(Referring expression data)
▽
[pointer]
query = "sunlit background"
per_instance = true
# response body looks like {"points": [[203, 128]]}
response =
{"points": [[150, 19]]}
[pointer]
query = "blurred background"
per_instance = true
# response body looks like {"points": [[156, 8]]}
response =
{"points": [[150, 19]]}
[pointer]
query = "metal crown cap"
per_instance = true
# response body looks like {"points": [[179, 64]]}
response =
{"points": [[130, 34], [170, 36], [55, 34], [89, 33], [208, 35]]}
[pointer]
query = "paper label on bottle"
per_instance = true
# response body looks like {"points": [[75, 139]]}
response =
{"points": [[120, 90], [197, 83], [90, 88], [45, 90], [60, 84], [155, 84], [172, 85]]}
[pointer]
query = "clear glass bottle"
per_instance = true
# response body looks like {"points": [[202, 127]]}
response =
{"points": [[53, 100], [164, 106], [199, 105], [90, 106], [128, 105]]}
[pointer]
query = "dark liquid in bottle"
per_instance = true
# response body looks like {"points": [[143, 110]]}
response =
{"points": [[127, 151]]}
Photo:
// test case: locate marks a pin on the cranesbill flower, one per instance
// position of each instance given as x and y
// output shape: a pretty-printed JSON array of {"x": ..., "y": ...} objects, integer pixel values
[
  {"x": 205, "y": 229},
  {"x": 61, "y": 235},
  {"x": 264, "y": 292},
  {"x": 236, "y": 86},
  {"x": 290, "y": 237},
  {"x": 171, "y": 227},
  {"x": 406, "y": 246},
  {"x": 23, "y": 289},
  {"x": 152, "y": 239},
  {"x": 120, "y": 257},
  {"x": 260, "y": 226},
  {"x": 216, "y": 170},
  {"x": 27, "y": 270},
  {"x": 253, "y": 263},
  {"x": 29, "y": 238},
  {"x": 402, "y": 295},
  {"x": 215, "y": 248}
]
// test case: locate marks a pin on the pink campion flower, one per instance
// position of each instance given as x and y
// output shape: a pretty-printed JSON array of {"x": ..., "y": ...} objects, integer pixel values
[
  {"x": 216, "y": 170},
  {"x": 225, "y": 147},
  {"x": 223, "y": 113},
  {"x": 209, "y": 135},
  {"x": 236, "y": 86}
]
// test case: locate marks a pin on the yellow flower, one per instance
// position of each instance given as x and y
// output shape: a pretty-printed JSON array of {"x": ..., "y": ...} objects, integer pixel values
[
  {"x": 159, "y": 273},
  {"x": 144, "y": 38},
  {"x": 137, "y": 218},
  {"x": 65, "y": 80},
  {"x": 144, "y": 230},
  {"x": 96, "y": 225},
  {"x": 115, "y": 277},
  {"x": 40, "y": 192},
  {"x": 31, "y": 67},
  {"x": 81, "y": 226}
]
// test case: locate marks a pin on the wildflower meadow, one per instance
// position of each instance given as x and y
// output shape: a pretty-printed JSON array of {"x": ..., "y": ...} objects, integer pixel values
△
TASK BRIEF:
Give back the data above exactly, so that every line matches.

ANSWER FOR THE TASK:
[pointer]
query = "sunlit background"
per_instance = true
# response body looks like {"points": [[203, 128]]}
response =
{"points": [[150, 19]]}
[pointer]
query = "blurred background"
per_instance = true
# response body looks like {"points": [[156, 8]]}
response =
{"points": [[150, 19]]}
[pointer]
query = "metal crown cap"
per_instance = true
# response body looks like {"points": [[179, 64]]}
response =
{"points": [[130, 34], [170, 36], [55, 34], [89, 33], [208, 35]]}
[pointer]
query = "paper label on bottle"
per_instance = true
# response body looks like {"points": [[75, 139]]}
response =
{"points": [[120, 90], [197, 83], [90, 88], [45, 90], [60, 84], [155, 84], [172, 85]]}
[pointer]
query = "clear glass bottle"
per_instance = true
# response body looks like {"points": [[202, 127]]}
response =
{"points": [[53, 100], [164, 106], [199, 105], [90, 106], [128, 105]]}
[pointer]
query = "dark liquid in bottle"
per_instance = true
# response body looks like {"points": [[143, 110]]}
response =
{"points": [[127, 151]]}
Photo:
// test case: locate marks a pin on the cranesbill flower, one per instance
// position of each instance given as x and y
// output shape: a pretty-printed JSON array of {"x": ..., "y": ...} objects, integer pixel values
[
  {"x": 205, "y": 229},
  {"x": 61, "y": 235},
  {"x": 264, "y": 292},
  {"x": 236, "y": 86},
  {"x": 290, "y": 237},
  {"x": 171, "y": 227},
  {"x": 406, "y": 246},
  {"x": 23, "y": 289},
  {"x": 152, "y": 239},
  {"x": 120, "y": 257},
  {"x": 260, "y": 226},
  {"x": 216, "y": 170},
  {"x": 27, "y": 270},
  {"x": 253, "y": 263},
  {"x": 29, "y": 238},
  {"x": 402, "y": 295},
  {"x": 215, "y": 248}
]
// test case: locate marks a pin on the pink campion flower, one per instance
// position of each instance given as x and y
// output shape: a pretty-printed JSON array of {"x": ..., "y": ...} objects, integer pixel values
[
  {"x": 216, "y": 170},
  {"x": 225, "y": 147},
  {"x": 223, "y": 113},
  {"x": 209, "y": 135},
  {"x": 236, "y": 86}
]
// test case: locate marks a pin on the yellow flower, one per instance
// position of each instance given as x and y
// output shape: a pretty-printed JSON array of {"x": ..., "y": ...} objects, integer pixel values
[
  {"x": 159, "y": 273},
  {"x": 144, "y": 38},
  {"x": 137, "y": 218},
  {"x": 65, "y": 80},
  {"x": 144, "y": 230},
  {"x": 96, "y": 225},
  {"x": 115, "y": 277},
  {"x": 40, "y": 192},
  {"x": 31, "y": 67},
  {"x": 81, "y": 226}
]
// test case: locate marks a pin on the wildflower meadow, one per instance
// position of each instance given as x and y
// output shape: a pretty-printed JSON array of {"x": ..., "y": ...} objects, integer pixel values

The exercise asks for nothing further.